(Point-based annotation data)
>>>

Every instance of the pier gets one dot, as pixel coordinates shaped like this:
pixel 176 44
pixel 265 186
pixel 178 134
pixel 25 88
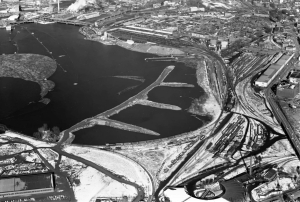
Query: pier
pixel 157 59
pixel 68 22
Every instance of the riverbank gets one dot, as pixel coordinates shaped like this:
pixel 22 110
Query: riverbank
pixel 208 105
pixel 30 67
pixel 150 48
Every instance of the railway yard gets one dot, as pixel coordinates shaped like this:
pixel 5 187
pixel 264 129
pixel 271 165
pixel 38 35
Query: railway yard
pixel 248 152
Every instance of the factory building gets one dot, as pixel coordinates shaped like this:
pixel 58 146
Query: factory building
pixel 287 90
pixel 273 70
pixel 294 77
pixel 26 185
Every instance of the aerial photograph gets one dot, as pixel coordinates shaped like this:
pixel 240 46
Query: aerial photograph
pixel 150 100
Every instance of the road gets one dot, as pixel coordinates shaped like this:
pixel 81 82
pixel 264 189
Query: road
pixel 279 115
pixel 277 110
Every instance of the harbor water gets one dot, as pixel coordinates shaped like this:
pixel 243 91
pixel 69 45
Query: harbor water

<<<

DESCRIPTION OF THE TASK: Rewrite the part of the data that opens with the line containing "Every instance of the aerial" and closes at the end of the data, putting "receives one dot" in place of "gets one dot" and changing nothing else.

RESULT OF THIS EXERCISE:
Every instance of the aerial photograph receives one dot, as pixel coordinates shaped like this:
pixel 240 46
Query: aerial photograph
pixel 150 100
Every instance of the road receives one dot, as pixel coordinates shaped like this:
pixel 81 82
pixel 264 189
Query: road
pixel 279 115
pixel 277 110
Every instance of the harbor water receives one dot, as pixel coordinates shaped like this:
pixel 243 91
pixel 69 45
Query: harbor water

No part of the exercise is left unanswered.